── 正文部分 ──
一项研究发现,和人类类似,当蜜蜂缺乏足够的信息用于解决一个问题的时候,它们会避免困难的决定。
科研人员长久以来知道人类依赖于元认知的力量在做出一个决定之前去衡量他们对于一个决定的确定程度,但是不清楚动物是否有类似的能力。
Clint Perry 和Andrew Barron通过评估蜜蜂(Apis mellifera)在一个视觉分辨任务中如何对基于有限信息的决定做出响应,从而探索了这个问题。这组作者训练了自由飞行的蜜蜂进入一个两室结构,在每一个室内提供了各种形状、尺寸、颜色和位置的两种类型的目标——一个甜的“奖赏”和一个苦的“惩罚”。在
难度有变化的一系列的实验中,这些蜜蜂选择从这些目标中定位那个甜的奖赏。这些蜜蜂因为正确的选择而得到奖赏,因为错误的选择而得到惩罚,或者通过退出试验而避免选择。这些发现揭示出了当缺乏足够的信息的时候,蜜蜂优先选择退出困难的试验,因此就改善了它们的成功率。
这组作者说,这项研究提示甚至是无脊椎动物也可能有能力做出复杂而具有适应性的决定。(生物谷Bioon.com)
生物谷推荐的英文摘要
Proceedings of the National Academy of the Sciences of the United States of America doi: 10.1073/pnas.1314571110
Honey bees selectively avoid difficult choices
Clint J. Perry and Andrew B. Barron1
Human decision-making strategies are strongly influenced by an awareness of certainty or uncertainty (a form of metacognition) to increase the chances of making a right choice. Humans seek more information and defer choosing when they realize they have insufficient information to make an accurate decision, but whether animals are aware of uncertainty is currently highly contentious. To explore this issue, we examined how honey bees (Apis mellifera) responded to a visual discrimination task that varied in difficulty between trials. Free-flying bees were rewarded for a correct choice, punished for an incorrect choice, or could avoid choosing by exiting the trial (opting out). Bees opted out more often on difficult trials, and opting out improved their proportion of successful trials. Bees could also transfer the concept of opting out to a novel task. Our data show that bees selectively avoid difficult tasks they lack the information to solve. This finding has been considered as evidence that nonhuman animals can assess the certainty of a predicted outcome, and bees’ performance was comparable to that of primates in a similar paradigm. We discuss whether these behavioral results prove bees react to uncertainty or whether associative mechanisms can explain such findings. To better frame metacognition as an issue for neurobiological investigation, we propose a neurobiological hypothesis of uncertainty monitoring based on the known circuitry of the honey bee brain.
───
── 给定数据 ──
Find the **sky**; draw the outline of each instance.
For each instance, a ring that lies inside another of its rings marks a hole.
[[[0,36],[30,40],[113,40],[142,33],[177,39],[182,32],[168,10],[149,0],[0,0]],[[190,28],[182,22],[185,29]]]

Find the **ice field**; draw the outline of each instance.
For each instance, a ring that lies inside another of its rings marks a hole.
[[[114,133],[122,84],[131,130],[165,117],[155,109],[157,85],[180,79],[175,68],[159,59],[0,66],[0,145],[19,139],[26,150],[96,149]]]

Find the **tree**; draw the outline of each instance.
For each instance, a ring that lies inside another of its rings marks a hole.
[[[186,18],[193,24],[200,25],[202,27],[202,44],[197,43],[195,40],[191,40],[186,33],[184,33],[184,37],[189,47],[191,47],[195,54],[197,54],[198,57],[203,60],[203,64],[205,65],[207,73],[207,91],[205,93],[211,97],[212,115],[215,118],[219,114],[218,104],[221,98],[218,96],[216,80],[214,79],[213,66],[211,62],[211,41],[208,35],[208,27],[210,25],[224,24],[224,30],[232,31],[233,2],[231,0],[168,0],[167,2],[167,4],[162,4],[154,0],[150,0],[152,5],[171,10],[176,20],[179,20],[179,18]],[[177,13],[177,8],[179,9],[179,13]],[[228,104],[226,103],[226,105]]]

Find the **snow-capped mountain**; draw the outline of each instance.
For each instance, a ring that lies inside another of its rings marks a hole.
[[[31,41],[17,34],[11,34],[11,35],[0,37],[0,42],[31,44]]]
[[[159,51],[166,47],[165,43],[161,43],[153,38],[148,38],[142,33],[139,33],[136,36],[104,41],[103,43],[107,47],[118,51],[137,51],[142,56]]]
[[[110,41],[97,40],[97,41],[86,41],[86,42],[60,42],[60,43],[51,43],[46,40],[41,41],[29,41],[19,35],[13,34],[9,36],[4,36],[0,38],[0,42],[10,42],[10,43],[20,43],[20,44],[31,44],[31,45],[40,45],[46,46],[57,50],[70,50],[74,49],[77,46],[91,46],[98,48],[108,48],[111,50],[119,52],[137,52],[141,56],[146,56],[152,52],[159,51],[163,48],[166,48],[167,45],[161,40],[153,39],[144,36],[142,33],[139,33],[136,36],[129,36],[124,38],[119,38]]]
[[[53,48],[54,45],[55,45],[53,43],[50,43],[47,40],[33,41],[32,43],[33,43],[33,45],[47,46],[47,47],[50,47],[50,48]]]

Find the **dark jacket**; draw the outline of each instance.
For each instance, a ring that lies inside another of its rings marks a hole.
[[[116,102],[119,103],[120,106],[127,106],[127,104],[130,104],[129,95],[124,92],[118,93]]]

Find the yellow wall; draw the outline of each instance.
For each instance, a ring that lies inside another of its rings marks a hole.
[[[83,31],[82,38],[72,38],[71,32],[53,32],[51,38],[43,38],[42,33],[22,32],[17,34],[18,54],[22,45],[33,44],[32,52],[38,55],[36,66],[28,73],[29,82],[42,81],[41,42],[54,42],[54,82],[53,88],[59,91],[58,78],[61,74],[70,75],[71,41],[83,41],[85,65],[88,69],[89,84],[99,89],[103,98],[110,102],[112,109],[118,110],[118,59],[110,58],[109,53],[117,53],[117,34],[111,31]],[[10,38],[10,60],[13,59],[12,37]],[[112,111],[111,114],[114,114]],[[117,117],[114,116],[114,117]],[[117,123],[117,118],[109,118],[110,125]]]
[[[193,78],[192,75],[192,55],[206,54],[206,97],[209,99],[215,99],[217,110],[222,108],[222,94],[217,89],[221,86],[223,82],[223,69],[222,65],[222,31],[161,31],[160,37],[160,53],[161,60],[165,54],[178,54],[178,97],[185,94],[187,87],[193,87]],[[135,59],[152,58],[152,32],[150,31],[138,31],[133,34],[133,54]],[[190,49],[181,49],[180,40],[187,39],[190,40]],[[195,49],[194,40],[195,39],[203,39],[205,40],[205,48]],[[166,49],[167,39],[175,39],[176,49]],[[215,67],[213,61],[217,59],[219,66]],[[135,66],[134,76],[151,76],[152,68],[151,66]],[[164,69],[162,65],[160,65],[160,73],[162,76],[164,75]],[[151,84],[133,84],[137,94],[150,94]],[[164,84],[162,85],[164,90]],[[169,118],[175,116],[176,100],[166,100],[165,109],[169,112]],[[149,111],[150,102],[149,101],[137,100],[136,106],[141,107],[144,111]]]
───
[任务列表]
a) 把正文中的这句话译成英语:“这组作者说,这项研究提示甚至是无脊椎动物也可能有能力做出复杂而具有适应性的决定。”
b) 从正文中一字不改地抄录一段,从“Clint Perry 和Andrew”开始,一直到“(生物谷Bioon.com)”为止。

[各题答案]
a) The authors say that this study suggests that even invertebrates may be capable of making complex and adaptive decisions.

b)
Clint Perry 和Andrew Barron通过评估蜜蜂(Apis mellifera)在一个视觉分辨任务中如何对基于有限信息的决定做出响应,从而探索了这个问题。这组作者训练了自由飞行的蜜蜂进入一个两室结构,在每一个室内提供了各种形状、尺寸、颜色和位置的两种类型的目标——一个甜的“奖赏”和一个苦的“惩罚”。在
难度有变化的一系列的实验中,这些蜜蜂选择从这些目标中定位那个甜的奖赏。这些蜜蜂因为正确的选择而得到奖赏,因为错误的选择而得到惩罚,或者通过退出试验而避免选择。这些发现揭示出了当缺乏足够的信息的时候,蜜蜂优先选择退出困难的试验,因此就改善了它们的成功率。
这组作者说,这项研究提示甚至是无脊椎动物也可能有能力做出复杂而具有适应性的决定。(生物谷Bioon.com)